### PASSAGE GIVEN
The edge of darkened days inspired by death has arrived in Happenstance Theatre’s production of their 2nd Annual Cabaret Macabre. Playing at the Round House Theatre in Silver Spring, MD, this unique limited engagement is a perfect celebration of darkness with humor, dance and everything one expects from a cabaret style performance. Conceptualized as a theatrical collage devised by the entire ensemble the performance does not disappoint. With a uniquely talented cast: Mark Jaster, Sabrina Mandell, Karen Hansen, Gwen Grastorf, Matthew Pauli, and Esther Williamson; the show provides everything from singing and dancing to physical comedy and dark haunting moments that are simply to die for.
With nothing more than a tightly focused spotlight on the black sign coated in white spidery scrawl displaying the show’s namesake, the performance is set in a vast black-box style stage and everything else is provided by the performers and their eccentric and macabre outfits. While not having a customer, a large amount of the creative costumes were provided by Sabrina Mandell, making the piece even more unique as she outfitted the ensemble. From bright mint-striped dresses for the girl twins and blue sailor-style outfits for the boy twins during the “Academy for Precocious Twins” sketches, to the grim black dresses and veils of the mourners, the outfits set the mood in a gothic, haunting performance piece.

Data items
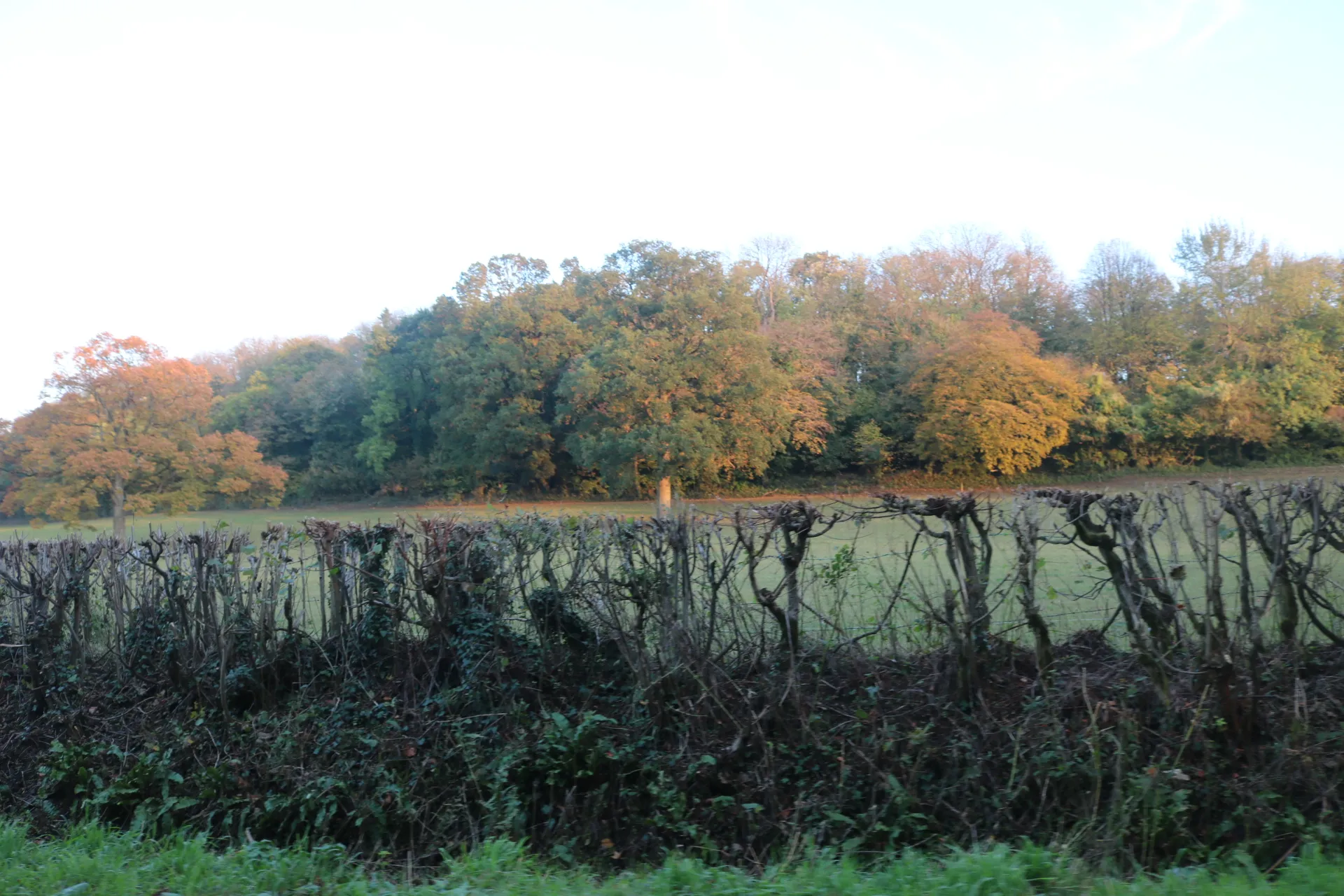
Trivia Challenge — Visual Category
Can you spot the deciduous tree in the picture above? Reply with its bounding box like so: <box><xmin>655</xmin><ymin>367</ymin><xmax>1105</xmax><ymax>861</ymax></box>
<box><xmin>911</xmin><ymin>312</ymin><xmax>1084</xmax><ymax>474</ymax></box>
<box><xmin>561</xmin><ymin>243</ymin><xmax>825</xmax><ymax>504</ymax></box>
<box><xmin>0</xmin><ymin>333</ymin><xmax>285</xmax><ymax>539</ymax></box>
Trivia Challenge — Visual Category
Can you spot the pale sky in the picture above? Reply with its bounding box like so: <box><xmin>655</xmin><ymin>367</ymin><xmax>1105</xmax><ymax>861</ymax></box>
<box><xmin>0</xmin><ymin>0</ymin><xmax>1344</xmax><ymax>416</ymax></box>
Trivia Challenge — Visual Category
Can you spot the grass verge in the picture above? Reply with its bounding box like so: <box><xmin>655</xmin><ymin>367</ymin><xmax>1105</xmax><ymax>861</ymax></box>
<box><xmin>0</xmin><ymin>825</ymin><xmax>1344</xmax><ymax>896</ymax></box>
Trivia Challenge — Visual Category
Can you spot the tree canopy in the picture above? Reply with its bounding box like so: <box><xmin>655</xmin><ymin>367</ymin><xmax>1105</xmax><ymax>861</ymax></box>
<box><xmin>8</xmin><ymin>220</ymin><xmax>1344</xmax><ymax>519</ymax></box>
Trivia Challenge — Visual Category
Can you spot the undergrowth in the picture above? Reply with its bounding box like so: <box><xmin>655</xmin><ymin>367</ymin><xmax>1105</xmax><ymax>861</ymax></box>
<box><xmin>8</xmin><ymin>481</ymin><xmax>1344</xmax><ymax>873</ymax></box>
<box><xmin>0</xmin><ymin>825</ymin><xmax>1344</xmax><ymax>896</ymax></box>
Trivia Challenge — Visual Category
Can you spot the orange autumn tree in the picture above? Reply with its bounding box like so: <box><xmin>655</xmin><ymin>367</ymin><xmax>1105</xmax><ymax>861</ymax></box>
<box><xmin>0</xmin><ymin>333</ymin><xmax>285</xmax><ymax>539</ymax></box>
<box><xmin>911</xmin><ymin>312</ymin><xmax>1084</xmax><ymax>474</ymax></box>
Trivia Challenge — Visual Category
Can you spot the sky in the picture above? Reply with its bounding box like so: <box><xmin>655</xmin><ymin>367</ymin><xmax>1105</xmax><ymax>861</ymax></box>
<box><xmin>0</xmin><ymin>0</ymin><xmax>1344</xmax><ymax>418</ymax></box>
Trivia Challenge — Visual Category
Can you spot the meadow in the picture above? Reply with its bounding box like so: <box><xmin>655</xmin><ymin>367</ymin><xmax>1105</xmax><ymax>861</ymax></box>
<box><xmin>0</xmin><ymin>470</ymin><xmax>1344</xmax><ymax>872</ymax></box>
<box><xmin>0</xmin><ymin>465</ymin><xmax>1344</xmax><ymax>639</ymax></box>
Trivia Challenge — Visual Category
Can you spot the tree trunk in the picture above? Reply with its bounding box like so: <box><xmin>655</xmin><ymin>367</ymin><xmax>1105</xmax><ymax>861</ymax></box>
<box><xmin>111</xmin><ymin>475</ymin><xmax>126</xmax><ymax>541</ymax></box>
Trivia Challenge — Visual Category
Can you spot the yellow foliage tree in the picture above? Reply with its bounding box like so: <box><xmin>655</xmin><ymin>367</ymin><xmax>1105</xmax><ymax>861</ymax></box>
<box><xmin>0</xmin><ymin>333</ymin><xmax>285</xmax><ymax>539</ymax></box>
<box><xmin>911</xmin><ymin>312</ymin><xmax>1084</xmax><ymax>474</ymax></box>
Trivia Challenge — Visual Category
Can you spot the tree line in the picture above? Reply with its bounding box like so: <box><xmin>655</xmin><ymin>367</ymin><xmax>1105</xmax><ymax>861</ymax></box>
<box><xmin>0</xmin><ymin>222</ymin><xmax>1344</xmax><ymax>516</ymax></box>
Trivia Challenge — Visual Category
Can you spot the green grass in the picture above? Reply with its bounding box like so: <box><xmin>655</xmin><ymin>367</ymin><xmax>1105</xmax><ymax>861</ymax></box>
<box><xmin>10</xmin><ymin>466</ymin><xmax>1344</xmax><ymax>639</ymax></box>
<box><xmin>0</xmin><ymin>825</ymin><xmax>1344</xmax><ymax>896</ymax></box>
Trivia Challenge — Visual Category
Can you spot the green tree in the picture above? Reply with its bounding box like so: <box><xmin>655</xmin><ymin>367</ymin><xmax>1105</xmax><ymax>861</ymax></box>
<box><xmin>435</xmin><ymin>255</ymin><xmax>590</xmax><ymax>489</ymax></box>
<box><xmin>559</xmin><ymin>241</ymin><xmax>824</xmax><ymax>504</ymax></box>
<box><xmin>1077</xmin><ymin>241</ymin><xmax>1186</xmax><ymax>393</ymax></box>
<box><xmin>355</xmin><ymin>309</ymin><xmax>461</xmax><ymax>496</ymax></box>
<box><xmin>211</xmin><ymin>336</ymin><xmax>370</xmax><ymax>498</ymax></box>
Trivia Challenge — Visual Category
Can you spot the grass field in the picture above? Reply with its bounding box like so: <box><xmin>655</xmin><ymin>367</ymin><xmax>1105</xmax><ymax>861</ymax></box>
<box><xmin>0</xmin><ymin>466</ymin><xmax>1344</xmax><ymax>647</ymax></box>
<box><xmin>0</xmin><ymin>825</ymin><xmax>1344</xmax><ymax>896</ymax></box>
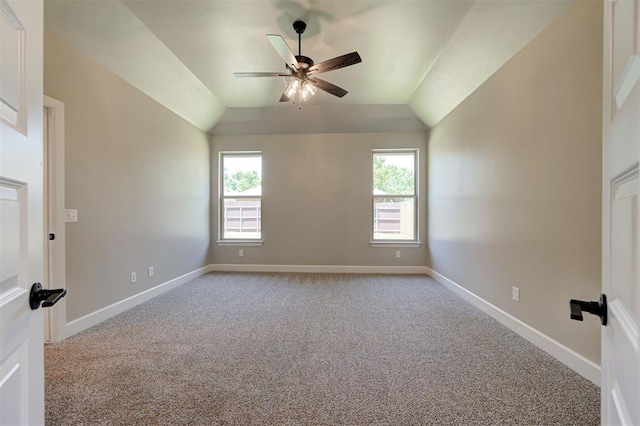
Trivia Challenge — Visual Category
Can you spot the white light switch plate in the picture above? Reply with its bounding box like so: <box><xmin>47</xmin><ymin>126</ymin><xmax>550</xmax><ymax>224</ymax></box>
<box><xmin>64</xmin><ymin>209</ymin><xmax>78</xmax><ymax>223</ymax></box>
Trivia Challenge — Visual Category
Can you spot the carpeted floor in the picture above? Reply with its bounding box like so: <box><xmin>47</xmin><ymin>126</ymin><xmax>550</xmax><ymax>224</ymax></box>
<box><xmin>45</xmin><ymin>273</ymin><xmax>600</xmax><ymax>425</ymax></box>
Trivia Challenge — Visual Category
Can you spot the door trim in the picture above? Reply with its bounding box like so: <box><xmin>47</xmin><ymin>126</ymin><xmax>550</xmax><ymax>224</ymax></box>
<box><xmin>43</xmin><ymin>95</ymin><xmax>67</xmax><ymax>343</ymax></box>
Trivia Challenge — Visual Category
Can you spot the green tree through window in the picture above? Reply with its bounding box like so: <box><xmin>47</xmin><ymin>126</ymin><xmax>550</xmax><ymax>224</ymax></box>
<box><xmin>224</xmin><ymin>170</ymin><xmax>262</xmax><ymax>193</ymax></box>
<box><xmin>373</xmin><ymin>155</ymin><xmax>415</xmax><ymax>195</ymax></box>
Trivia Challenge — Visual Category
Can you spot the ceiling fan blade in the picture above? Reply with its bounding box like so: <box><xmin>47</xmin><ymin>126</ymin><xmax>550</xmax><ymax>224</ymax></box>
<box><xmin>233</xmin><ymin>72</ymin><xmax>291</xmax><ymax>77</ymax></box>
<box><xmin>267</xmin><ymin>34</ymin><xmax>300</xmax><ymax>70</ymax></box>
<box><xmin>308</xmin><ymin>52</ymin><xmax>362</xmax><ymax>74</ymax></box>
<box><xmin>309</xmin><ymin>77</ymin><xmax>349</xmax><ymax>98</ymax></box>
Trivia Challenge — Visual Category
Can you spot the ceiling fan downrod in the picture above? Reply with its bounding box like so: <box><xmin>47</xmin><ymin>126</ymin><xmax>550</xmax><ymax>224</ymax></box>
<box><xmin>293</xmin><ymin>20</ymin><xmax>307</xmax><ymax>56</ymax></box>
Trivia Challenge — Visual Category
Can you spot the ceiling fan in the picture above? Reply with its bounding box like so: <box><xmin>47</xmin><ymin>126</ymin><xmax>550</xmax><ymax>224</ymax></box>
<box><xmin>233</xmin><ymin>21</ymin><xmax>362</xmax><ymax>103</ymax></box>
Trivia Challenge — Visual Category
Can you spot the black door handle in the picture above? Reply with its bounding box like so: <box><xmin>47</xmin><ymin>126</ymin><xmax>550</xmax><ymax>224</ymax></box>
<box><xmin>569</xmin><ymin>294</ymin><xmax>607</xmax><ymax>325</ymax></box>
<box><xmin>29</xmin><ymin>283</ymin><xmax>67</xmax><ymax>309</ymax></box>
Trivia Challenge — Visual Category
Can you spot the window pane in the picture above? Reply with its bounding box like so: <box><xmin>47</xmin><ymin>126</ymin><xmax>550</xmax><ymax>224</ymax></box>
<box><xmin>222</xmin><ymin>154</ymin><xmax>262</xmax><ymax>196</ymax></box>
<box><xmin>373</xmin><ymin>151</ymin><xmax>416</xmax><ymax>195</ymax></box>
<box><xmin>221</xmin><ymin>198</ymin><xmax>262</xmax><ymax>240</ymax></box>
<box><xmin>373</xmin><ymin>197</ymin><xmax>415</xmax><ymax>240</ymax></box>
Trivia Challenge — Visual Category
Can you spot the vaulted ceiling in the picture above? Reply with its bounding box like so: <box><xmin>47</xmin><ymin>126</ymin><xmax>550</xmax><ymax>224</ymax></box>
<box><xmin>45</xmin><ymin>0</ymin><xmax>572</xmax><ymax>134</ymax></box>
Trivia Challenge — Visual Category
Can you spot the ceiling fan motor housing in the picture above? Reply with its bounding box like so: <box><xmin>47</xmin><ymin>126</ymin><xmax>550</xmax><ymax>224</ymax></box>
<box><xmin>293</xmin><ymin>20</ymin><xmax>307</xmax><ymax>34</ymax></box>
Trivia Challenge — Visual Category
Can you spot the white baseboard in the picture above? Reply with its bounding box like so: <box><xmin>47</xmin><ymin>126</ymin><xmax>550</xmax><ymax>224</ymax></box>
<box><xmin>64</xmin><ymin>265</ymin><xmax>211</xmax><ymax>338</ymax></box>
<box><xmin>209</xmin><ymin>264</ymin><xmax>429</xmax><ymax>275</ymax></box>
<box><xmin>426</xmin><ymin>267</ymin><xmax>601</xmax><ymax>386</ymax></box>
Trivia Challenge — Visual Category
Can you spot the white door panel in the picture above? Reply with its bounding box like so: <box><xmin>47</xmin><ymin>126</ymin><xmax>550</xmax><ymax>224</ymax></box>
<box><xmin>602</xmin><ymin>0</ymin><xmax>640</xmax><ymax>425</ymax></box>
<box><xmin>0</xmin><ymin>0</ymin><xmax>44</xmax><ymax>425</ymax></box>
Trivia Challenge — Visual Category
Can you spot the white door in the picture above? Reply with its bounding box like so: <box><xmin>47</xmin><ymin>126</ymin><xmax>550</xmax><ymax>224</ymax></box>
<box><xmin>0</xmin><ymin>0</ymin><xmax>44</xmax><ymax>425</ymax></box>
<box><xmin>602</xmin><ymin>0</ymin><xmax>640</xmax><ymax>425</ymax></box>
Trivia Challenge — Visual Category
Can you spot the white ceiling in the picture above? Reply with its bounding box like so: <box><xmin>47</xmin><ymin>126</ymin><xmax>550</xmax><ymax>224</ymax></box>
<box><xmin>45</xmin><ymin>0</ymin><xmax>572</xmax><ymax>133</ymax></box>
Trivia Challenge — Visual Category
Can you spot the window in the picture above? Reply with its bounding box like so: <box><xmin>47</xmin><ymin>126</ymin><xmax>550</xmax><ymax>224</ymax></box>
<box><xmin>372</xmin><ymin>149</ymin><xmax>418</xmax><ymax>242</ymax></box>
<box><xmin>218</xmin><ymin>152</ymin><xmax>262</xmax><ymax>241</ymax></box>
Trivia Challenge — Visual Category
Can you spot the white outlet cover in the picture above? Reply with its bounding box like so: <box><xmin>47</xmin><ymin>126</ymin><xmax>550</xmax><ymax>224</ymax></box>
<box><xmin>511</xmin><ymin>287</ymin><xmax>520</xmax><ymax>302</ymax></box>
<box><xmin>64</xmin><ymin>209</ymin><xmax>78</xmax><ymax>223</ymax></box>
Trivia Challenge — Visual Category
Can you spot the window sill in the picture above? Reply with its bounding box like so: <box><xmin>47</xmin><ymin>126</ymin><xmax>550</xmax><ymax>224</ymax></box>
<box><xmin>216</xmin><ymin>240</ymin><xmax>264</xmax><ymax>247</ymax></box>
<box><xmin>369</xmin><ymin>241</ymin><xmax>422</xmax><ymax>247</ymax></box>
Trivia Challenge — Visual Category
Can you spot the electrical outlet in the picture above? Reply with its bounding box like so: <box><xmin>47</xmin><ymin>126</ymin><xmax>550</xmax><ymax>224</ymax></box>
<box><xmin>511</xmin><ymin>287</ymin><xmax>520</xmax><ymax>302</ymax></box>
<box><xmin>64</xmin><ymin>209</ymin><xmax>78</xmax><ymax>223</ymax></box>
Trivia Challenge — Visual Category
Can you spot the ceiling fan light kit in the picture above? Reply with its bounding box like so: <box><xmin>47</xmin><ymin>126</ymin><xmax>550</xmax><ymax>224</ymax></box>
<box><xmin>233</xmin><ymin>21</ymin><xmax>362</xmax><ymax>108</ymax></box>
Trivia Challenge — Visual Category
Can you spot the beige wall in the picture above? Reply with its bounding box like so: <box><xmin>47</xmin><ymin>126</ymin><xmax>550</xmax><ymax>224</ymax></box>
<box><xmin>428</xmin><ymin>1</ymin><xmax>602</xmax><ymax>362</ymax></box>
<box><xmin>44</xmin><ymin>34</ymin><xmax>210</xmax><ymax>321</ymax></box>
<box><xmin>211</xmin><ymin>132</ymin><xmax>428</xmax><ymax>266</ymax></box>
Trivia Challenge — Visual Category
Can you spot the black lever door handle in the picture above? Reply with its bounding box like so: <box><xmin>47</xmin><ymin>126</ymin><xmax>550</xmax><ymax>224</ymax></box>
<box><xmin>569</xmin><ymin>294</ymin><xmax>607</xmax><ymax>325</ymax></box>
<box><xmin>29</xmin><ymin>283</ymin><xmax>67</xmax><ymax>309</ymax></box>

### STATED EXERCISE 1
In the Cabaret Macabre review, retype the passage starting at "The edge of" and ending at "to die for.".
### STATED EXERCISE 2
Answer these from the Cabaret Macabre review:
(a) In which theater and town is the show playing?
(b) Who provided a large amount of the costumes?
(c) What did the girl twins wear in the "Academy for Precocious Twins" sketches?
### STATED EXERCISE 3
Carry on the Cabaret Macabre review from its last sentence.

### WRITTEN RESPONSE 1
The edge of darkened days inspired by death has arrived in Happenstance Theatre’s production of their 2nd Annual Cabaret Macabre. Playing at the Round House Theatre in Silver Spring, MD, this unique limited engagement is a perfect celebration of darkness with humor, dance and everything one expects from a cabaret style performance. Conceptualized as a theatrical collage devised by the entire ensemble the performance does not disappoint. With a uniquely talented cast: Mark Jaster, Sabrina Mandell, Karen Hansen, Gwen Grastorf, Matthew Pauli, and Esther Williamson; the show provides everything from singing and dancing to physical comedy and dark haunting moments that are simply to die for.

### WRITTEN RESPONSE 2
(a) The Round House Theatre in Silver Spring, MD
(b) Sabrina Mandell
(c) Bright mint-striped dresses

### WRITTEN RESPONSE 3
The show is filled with stunning images, each created by different performers. A powerful one that comes to mind is the two maids, (Esther Williamson and Gwen Grastorf) entering the stage together while an upbeat yet dreadful tune is being played on the piano, cello, and saw-blade. Williamson and Grastorf stop, face the audience, and with gruesome smiles the shriek in unison, “Macbeth!” and then run off-stage. A more haunting image occurs while Karen Hansen plays the cello, Esther Williamson plays piano, Mark Jaster plays the saw-blade to a lively yet somewhat eerie Shubert tune and Matthew Pauli, dressed as an orderly, pushes an antiquated wicker wheelchair onto stage. There is a woman bound in the chair, clearly dead, yet he stops to fix her hand, kisses her cheek, and slowly pushes her off-stage as the Shubert tune continues.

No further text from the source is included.